Segmentation mask data:
· · · · ·

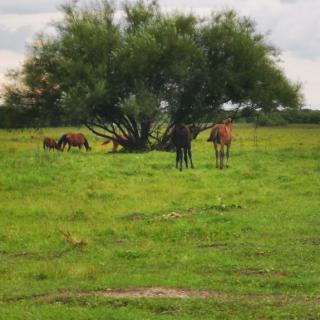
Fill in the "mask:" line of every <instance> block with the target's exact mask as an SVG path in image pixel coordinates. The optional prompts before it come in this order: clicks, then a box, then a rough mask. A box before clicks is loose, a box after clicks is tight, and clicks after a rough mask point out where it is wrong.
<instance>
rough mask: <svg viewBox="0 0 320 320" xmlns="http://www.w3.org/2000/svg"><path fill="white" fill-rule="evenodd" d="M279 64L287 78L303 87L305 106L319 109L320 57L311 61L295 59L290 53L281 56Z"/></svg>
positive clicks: (319, 108)
mask: <svg viewBox="0 0 320 320" xmlns="http://www.w3.org/2000/svg"><path fill="white" fill-rule="evenodd" d="M282 60H283V62H282V63H281V65H282V67H283V68H284V69H285V71H286V74H287V75H288V77H289V78H290V79H292V80H294V81H299V82H301V83H302V85H303V91H304V94H305V99H306V105H307V106H309V107H312V108H317V109H320V101H319V92H320V77H319V72H320V57H318V58H317V59H313V60H308V59H306V58H302V57H297V56H295V55H293V54H292V53H291V52H284V53H283V54H282Z"/></svg>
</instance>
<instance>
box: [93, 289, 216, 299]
mask: <svg viewBox="0 0 320 320" xmlns="http://www.w3.org/2000/svg"><path fill="white" fill-rule="evenodd" d="M99 293H100V294H101V295H103V296H105V297H112V298H180V299H182V298H208V297H209V296H210V292H209V291H208V290H192V289H179V288H163V287H151V288H128V289H105V290H103V291H100V292H99Z"/></svg>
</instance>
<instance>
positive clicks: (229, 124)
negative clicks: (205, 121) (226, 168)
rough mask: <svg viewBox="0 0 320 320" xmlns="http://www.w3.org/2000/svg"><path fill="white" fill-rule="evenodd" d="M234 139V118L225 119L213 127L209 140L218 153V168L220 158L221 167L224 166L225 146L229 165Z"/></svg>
mask: <svg viewBox="0 0 320 320" xmlns="http://www.w3.org/2000/svg"><path fill="white" fill-rule="evenodd" d="M231 140H232V119H231V118H228V119H226V120H224V121H223V123H218V124H216V125H214V126H213V128H212V129H211V133H210V136H209V138H208V140H207V141H212V142H213V146H214V150H215V154H216V168H218V167H219V158H220V169H222V168H223V158H224V146H226V147H227V153H226V156H227V162H226V167H228V160H229V152H230V145H231ZM218 144H219V145H220V155H219V152H218Z"/></svg>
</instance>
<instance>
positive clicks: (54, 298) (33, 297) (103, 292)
mask: <svg viewBox="0 0 320 320" xmlns="http://www.w3.org/2000/svg"><path fill="white" fill-rule="evenodd" d="M90 296H91V297H92V296H99V297H105V298H110V299H141V298H148V299H157V298H169V299H170V298H171V299H216V300H219V301H225V302H231V301H232V302H239V301H242V302H245V301H247V302H250V303H263V302H268V303H277V304H281V305H286V304H288V303H302V304H305V303H311V304H320V299H319V298H311V297H308V296H288V295H280V294H279V295H276V294H275V295H273V294H241V293H227V292H217V291H213V290H206V289H202V290H201V289H182V288H166V287H149V288H114V289H111V288H107V289H101V290H91V291H90V290H88V291H80V290H65V291H58V292H56V293H48V294H39V295H33V296H17V297H8V298H6V299H3V300H2V301H5V302H10V301H19V300H33V301H39V302H45V303H62V304H67V303H69V301H70V299H71V300H72V301H74V299H77V298H86V297H90Z"/></svg>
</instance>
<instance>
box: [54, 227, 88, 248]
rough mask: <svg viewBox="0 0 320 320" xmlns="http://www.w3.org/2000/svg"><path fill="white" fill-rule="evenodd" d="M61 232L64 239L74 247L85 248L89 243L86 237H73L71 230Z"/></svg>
mask: <svg viewBox="0 0 320 320" xmlns="http://www.w3.org/2000/svg"><path fill="white" fill-rule="evenodd" d="M60 232H61V233H62V235H63V237H64V240H65V241H66V242H67V243H68V244H69V245H71V246H72V247H73V248H83V247H85V246H86V245H87V244H88V242H87V241H86V240H84V239H77V238H75V237H73V236H72V235H71V233H70V232H69V231H63V230H60Z"/></svg>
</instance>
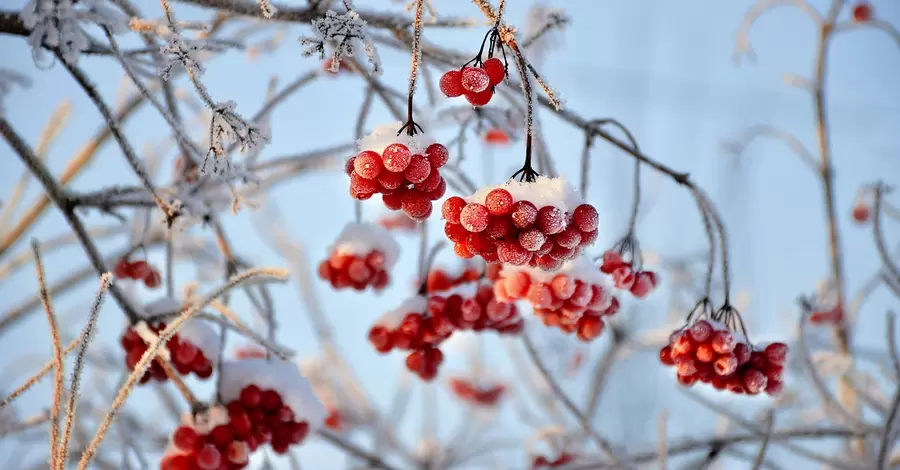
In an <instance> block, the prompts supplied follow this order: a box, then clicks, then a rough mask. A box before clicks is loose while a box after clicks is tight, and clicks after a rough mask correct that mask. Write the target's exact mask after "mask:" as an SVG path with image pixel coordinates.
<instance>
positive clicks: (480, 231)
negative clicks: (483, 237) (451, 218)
mask: <svg viewBox="0 0 900 470" xmlns="http://www.w3.org/2000/svg"><path fill="white" fill-rule="evenodd" d="M489 215H490V214H489V213H488V210H487V207H485V206H484V205H483V204H478V203H477V202H471V203H469V204H466V207H464V208H463V210H462V212H460V214H459V222H460V223H461V224H462V226H463V227H465V229H466V230H468V231H470V232H481V231H483V230H484V229H486V228H487V224H488V217H489Z"/></svg>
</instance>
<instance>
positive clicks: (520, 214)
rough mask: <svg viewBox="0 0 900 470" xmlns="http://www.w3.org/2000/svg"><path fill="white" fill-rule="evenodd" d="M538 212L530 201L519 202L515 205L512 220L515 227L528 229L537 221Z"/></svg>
mask: <svg viewBox="0 0 900 470" xmlns="http://www.w3.org/2000/svg"><path fill="white" fill-rule="evenodd" d="M537 215H538V210H537V207H535V206H534V204H532V203H530V202H528V201H517V202H516V203H515V204H513V208H512V214H511V215H510V218H511V219H512V221H513V225H515V226H516V227H518V228H528V227H529V226H531V224H533V223H534V221H535V220H537Z"/></svg>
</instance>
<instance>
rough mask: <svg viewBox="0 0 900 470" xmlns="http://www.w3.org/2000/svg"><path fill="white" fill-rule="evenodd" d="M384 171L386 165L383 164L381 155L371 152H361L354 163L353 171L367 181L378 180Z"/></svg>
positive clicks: (364, 150) (353, 165)
mask: <svg viewBox="0 0 900 470" xmlns="http://www.w3.org/2000/svg"><path fill="white" fill-rule="evenodd" d="M382 169H384V165H383V164H382V162H381V155H378V153H376V152H373V151H371V150H364V151H362V152H360V153H359V155H357V156H356V159H355V160H354V161H353V171H355V172H356V174H357V175H359V176H361V177H363V178H366V179H375V178H377V177H378V174H379V173H381V170H382Z"/></svg>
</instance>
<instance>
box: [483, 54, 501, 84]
mask: <svg viewBox="0 0 900 470" xmlns="http://www.w3.org/2000/svg"><path fill="white" fill-rule="evenodd" d="M482 67H484V71H485V72H487V74H488V78H489V79H490V84H491V86H494V85H497V84H498V83H500V82H502V81H503V78H504V77H506V67H505V66H504V65H503V61H502V60H500V59H498V58H497V57H491V58H490V59H488V60H486V61H484V64H483V65H482Z"/></svg>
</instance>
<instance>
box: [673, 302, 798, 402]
mask: <svg viewBox="0 0 900 470" xmlns="http://www.w3.org/2000/svg"><path fill="white" fill-rule="evenodd" d="M787 353H788V347H787V345H786V344H784V343H777V342H776V343H771V344H768V345H759V346H754V345H752V344H751V343H750V342H749V341H748V340H747V338H746V337H745V336H744V335H742V334H740V333H738V332H736V331H733V330H732V329H730V328H729V327H728V326H727V325H726V324H725V323H722V322H720V321H716V320H713V319H712V318H704V319H698V320H696V321H694V322H693V323H691V324H690V325H688V326H686V327H685V328H683V329H681V330H678V331H676V332H675V333H673V334H672V335H671V337H670V338H669V344H667V345H666V346H664V347H663V348H662V349H661V350H660V352H659V360H660V362H662V363H663V364H664V365H666V366H671V367H674V368H675V370H676V373H677V377H678V382H679V383H680V384H681V385H683V386H686V387H690V386H692V385H694V384H695V383H696V382H702V383H708V384H711V385H712V386H713V387H714V388H715V389H716V390H726V391H728V392H731V393H734V394H739V395H740V394H747V395H757V394H759V393H762V392H765V393H767V394H769V395H772V396H774V395H777V394H778V393H779V392H781V390H782V388H783V387H784V382H783V375H784V365H785V363H786V362H787Z"/></svg>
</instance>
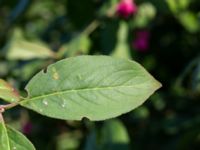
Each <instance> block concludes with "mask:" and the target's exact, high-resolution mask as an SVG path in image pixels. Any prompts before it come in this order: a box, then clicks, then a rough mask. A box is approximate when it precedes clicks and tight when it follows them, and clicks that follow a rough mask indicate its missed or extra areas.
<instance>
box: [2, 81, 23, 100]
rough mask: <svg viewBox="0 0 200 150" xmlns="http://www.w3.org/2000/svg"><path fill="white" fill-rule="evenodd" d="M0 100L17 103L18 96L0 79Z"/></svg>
mask: <svg viewBox="0 0 200 150" xmlns="http://www.w3.org/2000/svg"><path fill="white" fill-rule="evenodd" d="M0 98H1V99H3V100H5V101H7V102H17V101H19V99H20V96H19V94H18V92H17V91H16V90H15V89H14V88H13V87H12V86H11V85H10V84H8V83H7V82H6V81H4V80H2V79H0Z"/></svg>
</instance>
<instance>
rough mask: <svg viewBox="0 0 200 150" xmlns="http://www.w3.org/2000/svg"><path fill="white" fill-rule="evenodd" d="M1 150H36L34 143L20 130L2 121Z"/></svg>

· · · · ·

Instruction: Copy out the entries word for word, from the very start through the line with "positive clicks: (319, 108)", including that line. Leave the pictures out.

Solution to this task:
Fill in the "mask:" line of every <instance> block with the target's exact mask as an SVG path in image pixel coordinates. The optional prompts before it come in this order: clicks, then a box, then a rough mask. A box before clicks is loose, a box after clicks is tight, and clicks after a rough mask point out where it is wrong.
<instance>
rough mask: <svg viewBox="0 0 320 320" xmlns="http://www.w3.org/2000/svg"><path fill="white" fill-rule="evenodd" d="M279 64L287 78L303 87L305 106L319 109L320 57L311 61L295 59L290 53L281 56Z"/></svg>
positive clicks: (319, 108)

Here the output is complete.